WORK TO BE COMPLETED >> Write out every line of the items below as a numbered list, omitting any blank lines and leaving out the pictures.

[Stored data entries]

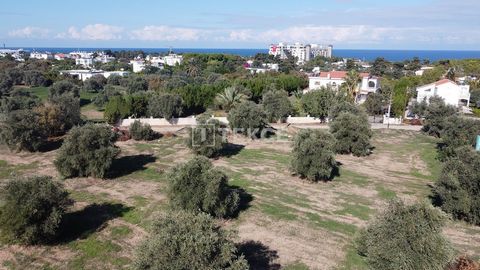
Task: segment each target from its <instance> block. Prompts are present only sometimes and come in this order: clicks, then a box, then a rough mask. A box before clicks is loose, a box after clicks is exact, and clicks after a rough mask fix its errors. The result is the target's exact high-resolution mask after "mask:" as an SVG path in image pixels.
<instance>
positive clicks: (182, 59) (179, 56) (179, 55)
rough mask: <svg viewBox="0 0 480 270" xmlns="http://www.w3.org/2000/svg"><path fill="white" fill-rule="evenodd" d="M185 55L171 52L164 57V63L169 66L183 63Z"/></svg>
mask: <svg viewBox="0 0 480 270" xmlns="http://www.w3.org/2000/svg"><path fill="white" fill-rule="evenodd" d="M182 61H183V56H181V55H178V54H174V53H171V54H169V55H166V56H164V57H163V64H165V65H167V66H176V65H180V64H182Z"/></svg>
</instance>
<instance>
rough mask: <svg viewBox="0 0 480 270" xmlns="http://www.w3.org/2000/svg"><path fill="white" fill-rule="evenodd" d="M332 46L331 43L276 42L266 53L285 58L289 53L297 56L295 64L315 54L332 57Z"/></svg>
mask: <svg viewBox="0 0 480 270" xmlns="http://www.w3.org/2000/svg"><path fill="white" fill-rule="evenodd" d="M332 52H333V46H332V45H328V46H326V45H318V44H306V45H304V44H301V43H298V42H297V43H295V44H285V43H278V44H272V45H270V49H269V50H268V54H270V55H273V56H275V57H279V58H280V59H287V58H288V56H289V55H291V56H293V57H296V58H297V64H299V65H301V64H304V63H305V62H308V61H310V60H311V59H312V58H314V57H317V56H323V57H328V58H331V57H332Z"/></svg>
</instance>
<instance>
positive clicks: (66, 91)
mask: <svg viewBox="0 0 480 270" xmlns="http://www.w3.org/2000/svg"><path fill="white" fill-rule="evenodd" d="M64 94H69V95H73V96H74V97H80V94H79V89H78V86H76V85H75V84H73V83H72V82H70V81H68V80H63V81H58V82H56V83H54V84H53V85H52V86H51V87H50V90H49V93H48V97H49V98H54V97H58V96H61V95H64Z"/></svg>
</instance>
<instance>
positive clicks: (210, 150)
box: [186, 118, 226, 158]
mask: <svg viewBox="0 0 480 270" xmlns="http://www.w3.org/2000/svg"><path fill="white" fill-rule="evenodd" d="M222 131H223V129H222V125H221V123H220V121H218V120H216V119H205V120H204V119H201V118H197V126H196V127H193V128H191V129H190V132H189V136H188V138H187V141H186V145H187V146H188V148H190V149H192V151H193V152H194V153H195V154H197V155H202V156H205V157H208V158H211V157H215V156H218V155H219V154H220V153H221V151H222V150H223V149H224V148H225V145H226V140H225V139H224V138H223V132H222Z"/></svg>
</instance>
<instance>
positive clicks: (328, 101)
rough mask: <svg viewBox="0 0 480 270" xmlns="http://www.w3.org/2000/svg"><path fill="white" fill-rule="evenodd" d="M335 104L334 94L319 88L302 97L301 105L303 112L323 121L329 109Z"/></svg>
mask: <svg viewBox="0 0 480 270" xmlns="http://www.w3.org/2000/svg"><path fill="white" fill-rule="evenodd" d="M333 104H335V92H334V91H333V90H331V89H327V88H321V89H319V90H314V91H310V92H308V93H306V94H304V95H303V96H302V105H303V109H304V110H305V112H307V113H308V114H309V115H310V116H313V117H317V118H320V119H321V120H322V121H324V120H325V119H326V118H327V116H328V113H329V111H330V108H331V107H332V105H333Z"/></svg>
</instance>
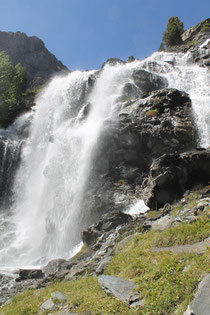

TASK ANSWER >>
1. Task: segment each target from its <instance> block. Prompts are present only sometimes and come in this order: clicks, then a box, then a rough mask. A box before clicks is loose, a box after clicks is exact, and clicks after a rough mask fix its errors. The result is the target's exact high-resolution mask after "mask:" as an SVG path in image pixels.
2. <instance>
3. positive clicks: (182, 59) (179, 56) (179, 55)
4. rough mask: <svg viewBox="0 0 480 270" xmlns="http://www.w3.org/2000/svg"><path fill="white" fill-rule="evenodd" d="M185 55L171 52L164 57V63L169 66L183 63Z"/></svg>
5. mask: <svg viewBox="0 0 480 270" xmlns="http://www.w3.org/2000/svg"><path fill="white" fill-rule="evenodd" d="M182 61H183V56H181V55H178V54H174V53H171V54H169V55H166V56H164V57H163V64H165V65H167V66H176V65H180V64H182Z"/></svg>
6. </instance>
7. <instance>
8. rough mask: <svg viewBox="0 0 480 270" xmlns="http://www.w3.org/2000/svg"><path fill="white" fill-rule="evenodd" d="M332 46L331 43L276 42L266 53L285 58L289 53L297 56L295 64L315 54L332 57Z"/></svg>
9. mask: <svg viewBox="0 0 480 270" xmlns="http://www.w3.org/2000/svg"><path fill="white" fill-rule="evenodd" d="M332 52H333V46H332V45H328V46H326V45H318V44H306V45H304V44H301V43H298V42H297V43H295V44H285V43H278V44H272V45H270V49H269V50H268V54H270V55H273V56H275V57H279V58H280V59H287V58H288V56H289V55H291V56H293V57H296V58H297V64H299V65H301V64H304V63H305V62H308V61H310V60H311V59H312V58H314V57H317V56H323V57H328V58H331V57H332Z"/></svg>
10. </instance>
11. <instance>
12. positive clicks: (66, 91)
13. mask: <svg viewBox="0 0 480 270" xmlns="http://www.w3.org/2000/svg"><path fill="white" fill-rule="evenodd" d="M64 94H69V95H73V96H74V97H80V94H79V89H78V86H76V85H75V84H73V83H72V82H70V81H68V80H63V81H58V82H56V83H54V84H53V85H52V86H51V87H50V90H49V93H48V97H49V98H54V97H58V96H61V95H64Z"/></svg>
14. </instance>
15. <instance>
16. positive clicks: (210, 150)
17. box: [186, 118, 226, 158]
18. mask: <svg viewBox="0 0 480 270" xmlns="http://www.w3.org/2000/svg"><path fill="white" fill-rule="evenodd" d="M222 131H223V129H222V125H221V123H220V121H218V120H216V119H205V120H204V119H201V118H197V126H196V127H193V128H191V129H190V132H189V136H188V138H187V141H186V145H187V146H188V148H190V149H192V151H193V152H194V153H195V154H197V155H202V156H205V157H208V158H211V157H215V156H218V155H219V154H220V153H221V151H222V150H223V149H224V148H225V145H226V140H225V139H224V138H223V132H222Z"/></svg>
19. </instance>
20. <instance>
21. positive clicks: (328, 101)
22. rough mask: <svg viewBox="0 0 480 270" xmlns="http://www.w3.org/2000/svg"><path fill="white" fill-rule="evenodd" d="M335 104L334 94L319 88L302 97L301 105L303 112L323 121L329 109Z"/></svg>
23. mask: <svg viewBox="0 0 480 270" xmlns="http://www.w3.org/2000/svg"><path fill="white" fill-rule="evenodd" d="M333 104H335V92H334V91H333V90H331V89H327V88H321V89H319V90H314V91H310V92H308V93H306V94H304V95H303V96H302V105H303V109H304V110H305V112H307V113H308V114H309V115H310V116H313V117H317V118H320V119H321V120H322V121H324V120H325V119H326V118H327V116H328V113H329V111H330V108H331V107H332V105H333Z"/></svg>
24. </instance>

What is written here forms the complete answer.